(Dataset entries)
------------------------------

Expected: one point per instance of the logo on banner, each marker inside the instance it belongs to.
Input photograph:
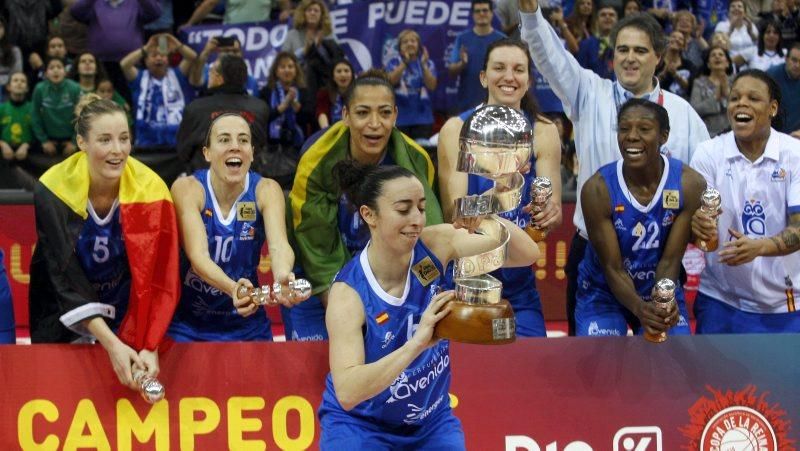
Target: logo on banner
(736, 421)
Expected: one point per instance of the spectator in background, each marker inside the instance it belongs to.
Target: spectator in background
(592, 102)
(676, 72)
(787, 76)
(685, 22)
(55, 49)
(15, 120)
(8, 328)
(466, 58)
(160, 92)
(236, 11)
(312, 41)
(631, 7)
(54, 101)
(742, 32)
(580, 24)
(330, 100)
(115, 29)
(787, 14)
(413, 75)
(595, 52)
(290, 106)
(226, 94)
(87, 72)
(748, 284)
(770, 46)
(10, 58)
(198, 76)
(710, 91)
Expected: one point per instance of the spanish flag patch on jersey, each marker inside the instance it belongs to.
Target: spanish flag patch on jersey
(382, 318)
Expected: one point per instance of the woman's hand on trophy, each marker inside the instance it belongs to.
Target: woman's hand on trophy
(741, 249)
(123, 360)
(704, 226)
(150, 360)
(242, 301)
(437, 309)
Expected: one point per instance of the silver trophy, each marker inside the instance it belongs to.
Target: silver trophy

------------------------------

Each line from the first line of the records through the line containing "Expected: one point per instance of the spanish" must be reproduced exactly, with both ends included and all pictures omitted; nothing else belongs in the answer.

Expected: one point per instance of the logo on banner, each marker inside the instance it belongs to.
Input photograph:
Target: logo on banner
(736, 421)
Expected: one point per instance of the spectator in background, each marker inside the instance it belongs to.
Target: spectator in background
(592, 102)
(676, 72)
(787, 76)
(685, 22)
(55, 49)
(15, 120)
(8, 328)
(466, 58)
(160, 92)
(236, 11)
(312, 41)
(631, 7)
(54, 101)
(742, 32)
(580, 24)
(330, 100)
(115, 29)
(787, 14)
(413, 75)
(595, 52)
(290, 106)
(226, 94)
(87, 72)
(748, 284)
(770, 46)
(10, 58)
(198, 76)
(710, 91)
Expected: one point per instance of the spanish flag patch on jersey, each marker inside the instance it belongs to.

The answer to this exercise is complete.